Please answer from the essential health benefits text: on what date did the comment period on the proposed rules end?

**TEXT FOR ANALYSIS**:
......
The Department of Health and Human Services is in the process of finalizing the federal standards that will guide states in defining the minimum essential health benefits that all healthcare insurance plans participating in the state-based health insurance exchanges will be required to provide. The comment period on the proposed rules began on Nov. 26 and ended on Dec. 26 -- the day after Christmas. Yes. A disturbingly inconvenient deadline following a relatively short comment period for such a critical rule (myriad touted comments to the Dec. 16, 2011 bulletin notwithstanding). Public comment time frames that do a disservice to the transparency and public engagement that the administration claims to value are barriers to that which it purports to enable -- public comment.
Before HHS issues final essential health benefits regulations that will encourage drug formularies, the Secretary must consider the essential health needs of our heterogeneous American general population. Creating administrative structures that support access to quality health care for all of us demands a range of therapeutic and pharmaceutical options that cannot be served by anachronistic approaches to cost and utilization management.
During the run-up to the recent election, President Obama's supporters constantly stressed the need to raise taxes on the one-percent to rescue us from the fiscal cliff. But a wedge issue that stirred more passion in that election was whether to sustain or repeal the Affordable Health Care Act. Obamacare is now settled law and public policy -- tested in the courts; codified by the vote of the American people.
The ACA moves our health care system a step closer to providing health insurance to all Americans. An essential step because our system of health care consigns those without health insurance to intermittent and rescue care. This unfortunate norm has resulted in patterned outcomes that we accept as intractable health status disparities and absolve ourselves of any responsibility. While expanding insurance coverage begins the process of eliminating those patterns, let us not confuse this expansion with increased access to quality health care. In the latter regard, our work has only just begun.
Nature is grudgingly responding to our efforts to use medical interventions to extend life, but Americans classified as minorities, soon to constitute the majority, are still more likely to suffer and prematurely succumb to a wide range of debilitating diseases -- cancer, diabetes, chronic heart failure and the like. Diseases that are amenable to currently available therapies and pharmaceuticals. Diseases that can be managed -- sometimes cured.
People can, and often do, respond differently to medication and therapeutic regimens. Benefit designs must allow for this heterogeneity. It is essential for patients, and the providers who treat us all, to have access to the full spectrum of FDA-approved medications without administrative or financial hurdles that are not firmly rooted in quality care. These hurdles generally take the form of formulary management tools: preferred tiers, prior authorization, fail-first policies, dispensing limits, and specialty tiers.
Created in an era when we accepted structured health care disparities, prescription drug formularies have been a standard feature of private and social (mandated public) insurance. So standard, in fact, that they are being grandfathered into the essential health benefits rules that Secretary Sebelius is in the process of promulgating as part of the regulatory underpinnings that support implementation of ACA.
HHS is moving in the right direction. It has moved away from earlier thoughts about "one drug per class" which would have permitted plans to offer a formulary with a single drug in a therapeutic class without regard for medical need, quality care or diversity. The current proposal -- the greater of one drug in every category and class; or the same number of drugs in each category and class as the EHB-benchmark plan -- is a marginal improvement, but still woefully inadequate.
Let's be clear -- formularies are inherently discriminatory. They ignore heterogeneity; they deny access to medicine to those least able to pay; and most importantly, they violate the pledge that brought people from their homes to have their commitment tested by the gauntlet of long lines at polling places.
......
**PROVIDED INFORMATION**:

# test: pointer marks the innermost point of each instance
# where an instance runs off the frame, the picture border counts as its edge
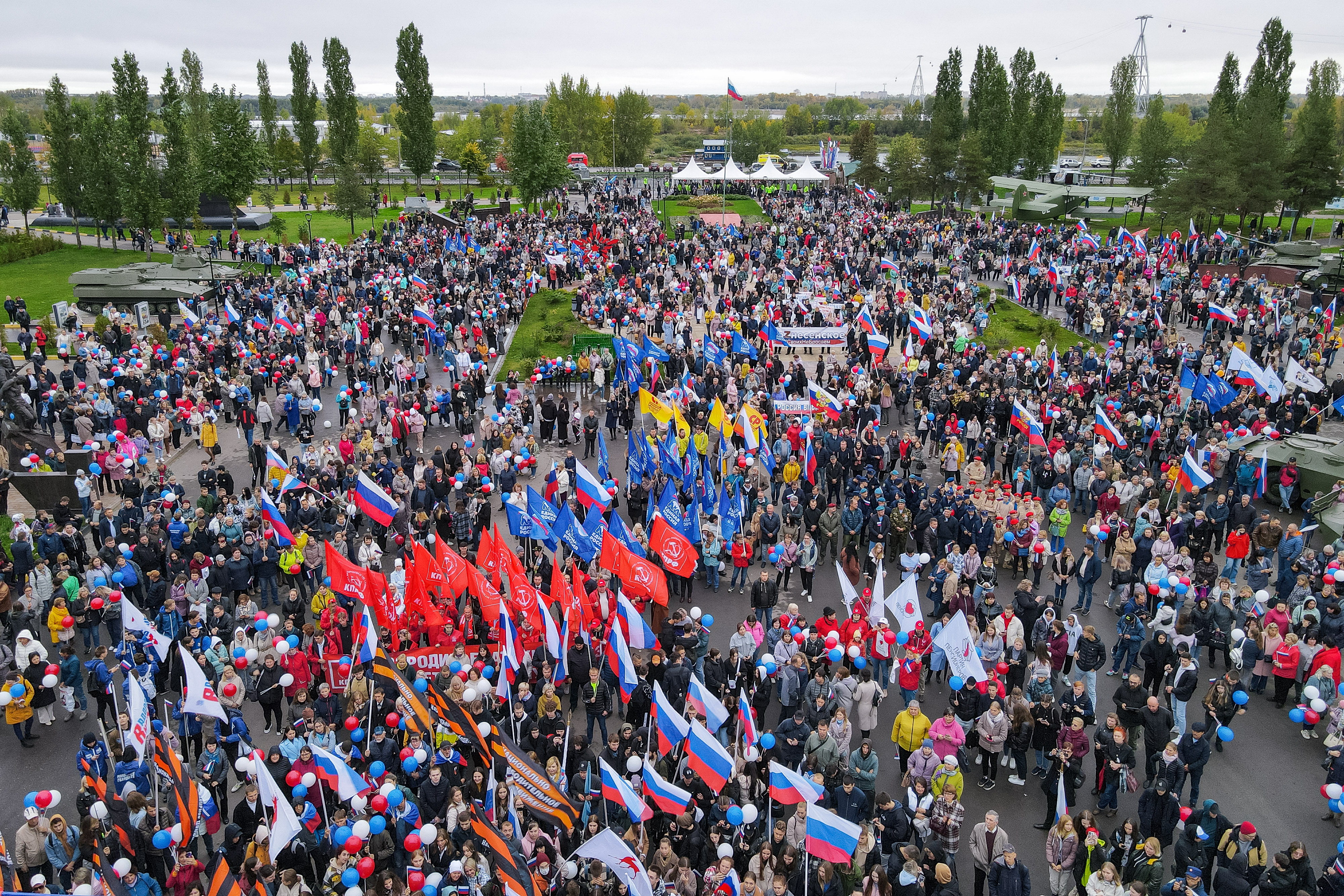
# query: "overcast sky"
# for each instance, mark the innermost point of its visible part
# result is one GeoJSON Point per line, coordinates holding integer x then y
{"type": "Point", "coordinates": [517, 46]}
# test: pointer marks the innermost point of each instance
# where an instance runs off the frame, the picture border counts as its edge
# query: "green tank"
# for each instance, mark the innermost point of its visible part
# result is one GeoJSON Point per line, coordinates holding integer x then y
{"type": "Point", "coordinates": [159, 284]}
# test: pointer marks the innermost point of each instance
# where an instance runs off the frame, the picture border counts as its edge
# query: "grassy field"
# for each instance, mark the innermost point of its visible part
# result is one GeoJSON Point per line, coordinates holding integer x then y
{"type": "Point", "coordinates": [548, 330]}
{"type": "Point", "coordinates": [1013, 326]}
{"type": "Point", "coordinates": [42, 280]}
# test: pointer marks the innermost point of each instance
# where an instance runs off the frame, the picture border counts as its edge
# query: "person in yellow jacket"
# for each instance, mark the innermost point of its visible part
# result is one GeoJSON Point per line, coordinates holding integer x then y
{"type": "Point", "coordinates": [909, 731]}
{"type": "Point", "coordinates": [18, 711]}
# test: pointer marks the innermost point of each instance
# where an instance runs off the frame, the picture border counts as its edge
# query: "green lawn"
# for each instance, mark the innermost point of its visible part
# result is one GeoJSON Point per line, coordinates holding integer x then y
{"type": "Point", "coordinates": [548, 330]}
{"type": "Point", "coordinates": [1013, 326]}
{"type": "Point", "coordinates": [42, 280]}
......
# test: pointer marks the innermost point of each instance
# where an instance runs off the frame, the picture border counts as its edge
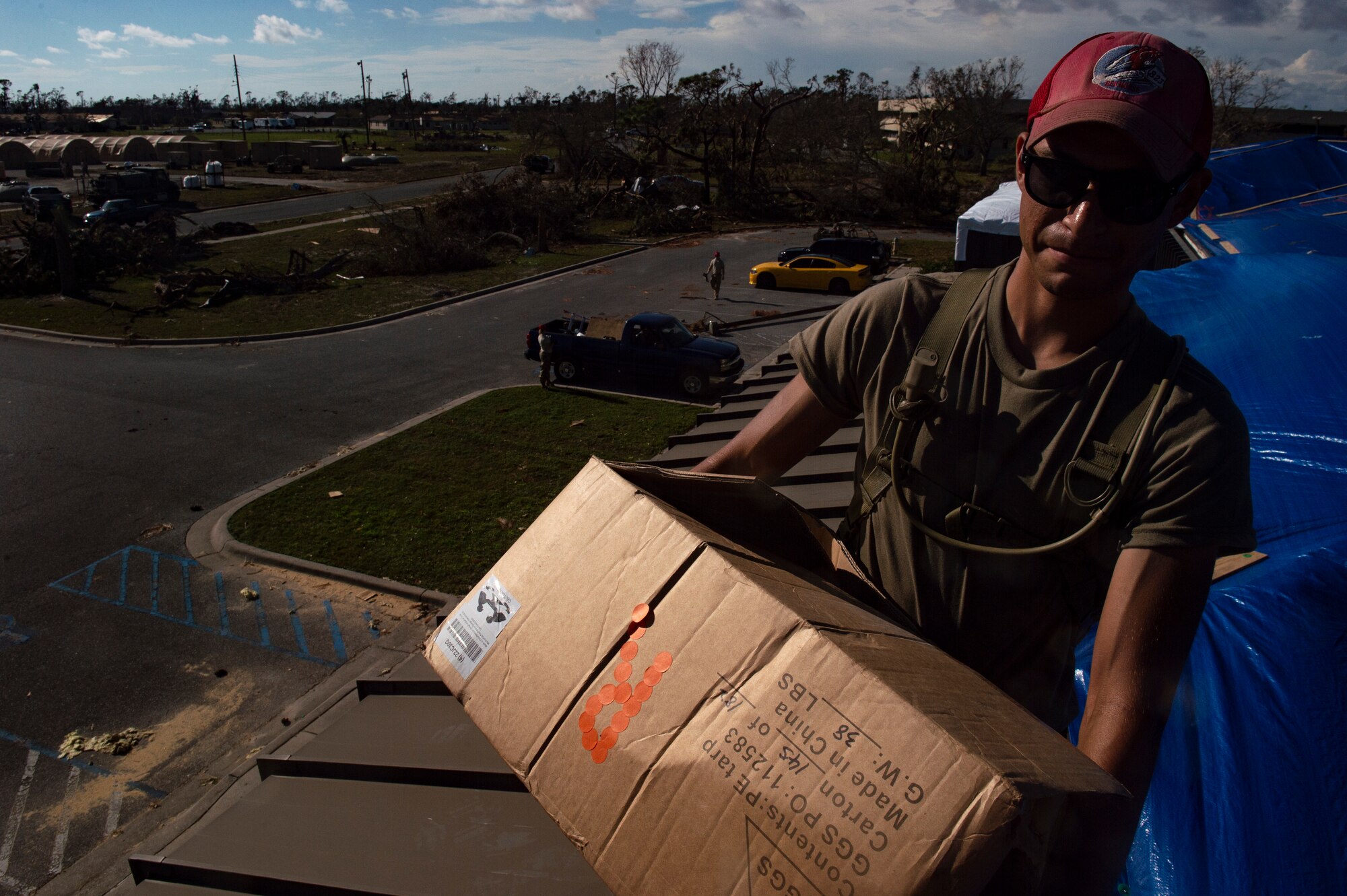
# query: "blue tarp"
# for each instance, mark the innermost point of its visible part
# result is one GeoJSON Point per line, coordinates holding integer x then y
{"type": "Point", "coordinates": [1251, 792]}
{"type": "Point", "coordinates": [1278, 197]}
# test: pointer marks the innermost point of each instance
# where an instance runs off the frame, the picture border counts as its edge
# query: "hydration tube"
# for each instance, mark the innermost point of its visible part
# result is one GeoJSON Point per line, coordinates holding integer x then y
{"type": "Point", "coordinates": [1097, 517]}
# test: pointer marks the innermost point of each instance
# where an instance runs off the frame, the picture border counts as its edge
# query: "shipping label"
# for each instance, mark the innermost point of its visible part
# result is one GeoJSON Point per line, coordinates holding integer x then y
......
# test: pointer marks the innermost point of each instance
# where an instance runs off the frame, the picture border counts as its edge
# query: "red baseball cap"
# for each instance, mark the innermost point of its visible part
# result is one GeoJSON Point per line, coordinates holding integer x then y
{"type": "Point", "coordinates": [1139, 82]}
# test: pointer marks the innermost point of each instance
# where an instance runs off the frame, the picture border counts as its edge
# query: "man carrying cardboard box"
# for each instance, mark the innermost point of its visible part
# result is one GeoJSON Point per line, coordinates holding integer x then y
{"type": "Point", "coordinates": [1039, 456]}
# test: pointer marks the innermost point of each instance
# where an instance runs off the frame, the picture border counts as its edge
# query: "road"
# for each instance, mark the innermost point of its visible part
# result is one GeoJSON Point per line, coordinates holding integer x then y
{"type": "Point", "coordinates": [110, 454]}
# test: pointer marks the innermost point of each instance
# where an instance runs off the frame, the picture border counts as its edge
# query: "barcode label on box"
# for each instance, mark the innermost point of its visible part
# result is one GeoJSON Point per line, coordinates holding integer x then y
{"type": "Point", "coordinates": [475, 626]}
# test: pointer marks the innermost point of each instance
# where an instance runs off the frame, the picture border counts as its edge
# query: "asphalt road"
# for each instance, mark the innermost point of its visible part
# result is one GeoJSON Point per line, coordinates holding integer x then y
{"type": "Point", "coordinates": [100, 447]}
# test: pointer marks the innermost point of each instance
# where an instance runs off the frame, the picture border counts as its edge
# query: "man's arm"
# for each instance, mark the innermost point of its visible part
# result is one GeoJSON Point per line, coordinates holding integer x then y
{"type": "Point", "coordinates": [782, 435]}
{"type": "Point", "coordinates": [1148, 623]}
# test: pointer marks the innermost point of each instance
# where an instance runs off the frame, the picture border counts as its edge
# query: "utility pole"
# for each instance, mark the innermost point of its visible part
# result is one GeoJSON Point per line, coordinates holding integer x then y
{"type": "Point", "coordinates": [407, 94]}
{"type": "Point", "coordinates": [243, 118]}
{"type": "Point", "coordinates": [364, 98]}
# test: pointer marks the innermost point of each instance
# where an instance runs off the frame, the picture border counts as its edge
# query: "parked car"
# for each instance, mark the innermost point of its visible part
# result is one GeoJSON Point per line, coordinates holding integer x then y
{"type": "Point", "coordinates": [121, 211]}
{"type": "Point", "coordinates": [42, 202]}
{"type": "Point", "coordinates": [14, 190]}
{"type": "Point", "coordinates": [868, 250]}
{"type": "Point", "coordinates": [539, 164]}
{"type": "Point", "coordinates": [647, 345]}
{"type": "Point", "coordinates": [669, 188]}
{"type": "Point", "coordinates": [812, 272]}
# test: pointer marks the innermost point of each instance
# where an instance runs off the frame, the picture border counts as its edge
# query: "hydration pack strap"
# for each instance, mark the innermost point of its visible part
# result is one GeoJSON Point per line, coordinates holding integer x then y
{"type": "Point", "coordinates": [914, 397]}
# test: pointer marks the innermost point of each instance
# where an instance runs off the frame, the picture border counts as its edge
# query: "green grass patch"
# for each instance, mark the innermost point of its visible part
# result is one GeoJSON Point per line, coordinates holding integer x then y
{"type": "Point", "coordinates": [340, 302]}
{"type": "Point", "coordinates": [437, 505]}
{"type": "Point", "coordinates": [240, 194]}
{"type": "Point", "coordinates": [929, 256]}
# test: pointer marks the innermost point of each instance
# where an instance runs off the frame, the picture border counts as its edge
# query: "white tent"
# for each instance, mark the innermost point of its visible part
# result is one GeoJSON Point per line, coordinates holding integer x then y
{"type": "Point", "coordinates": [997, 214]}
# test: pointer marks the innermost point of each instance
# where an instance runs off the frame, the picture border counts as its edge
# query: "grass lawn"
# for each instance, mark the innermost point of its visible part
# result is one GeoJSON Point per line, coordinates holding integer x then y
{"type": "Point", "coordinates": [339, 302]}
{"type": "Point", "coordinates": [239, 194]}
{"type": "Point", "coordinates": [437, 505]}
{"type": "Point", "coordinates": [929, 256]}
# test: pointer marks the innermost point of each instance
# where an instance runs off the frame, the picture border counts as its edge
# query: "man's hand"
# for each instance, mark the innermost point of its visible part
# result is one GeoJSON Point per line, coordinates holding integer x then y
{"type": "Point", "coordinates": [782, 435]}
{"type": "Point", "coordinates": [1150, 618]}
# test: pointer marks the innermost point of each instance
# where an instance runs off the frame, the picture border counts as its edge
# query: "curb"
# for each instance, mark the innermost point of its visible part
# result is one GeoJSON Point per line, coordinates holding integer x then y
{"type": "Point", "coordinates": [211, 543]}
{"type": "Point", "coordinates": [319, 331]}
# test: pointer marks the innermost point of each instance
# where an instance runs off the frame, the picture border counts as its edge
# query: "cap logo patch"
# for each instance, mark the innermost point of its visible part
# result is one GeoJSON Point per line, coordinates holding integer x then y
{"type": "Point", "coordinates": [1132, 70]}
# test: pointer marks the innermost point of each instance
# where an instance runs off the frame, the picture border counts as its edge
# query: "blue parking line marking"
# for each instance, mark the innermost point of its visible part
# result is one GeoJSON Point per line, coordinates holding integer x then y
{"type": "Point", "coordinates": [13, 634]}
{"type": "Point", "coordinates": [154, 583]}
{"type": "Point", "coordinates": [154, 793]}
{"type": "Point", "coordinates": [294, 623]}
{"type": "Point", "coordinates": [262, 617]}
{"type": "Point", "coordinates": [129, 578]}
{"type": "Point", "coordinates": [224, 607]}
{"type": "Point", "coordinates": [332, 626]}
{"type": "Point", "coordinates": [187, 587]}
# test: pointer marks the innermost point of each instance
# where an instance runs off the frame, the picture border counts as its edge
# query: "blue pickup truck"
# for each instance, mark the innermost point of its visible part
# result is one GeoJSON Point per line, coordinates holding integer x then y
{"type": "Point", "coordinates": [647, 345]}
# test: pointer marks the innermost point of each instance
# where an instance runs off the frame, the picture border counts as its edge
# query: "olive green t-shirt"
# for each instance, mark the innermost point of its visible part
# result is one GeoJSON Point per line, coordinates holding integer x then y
......
**EXERCISE RESULT**: Dec. 26, the day after Christmas.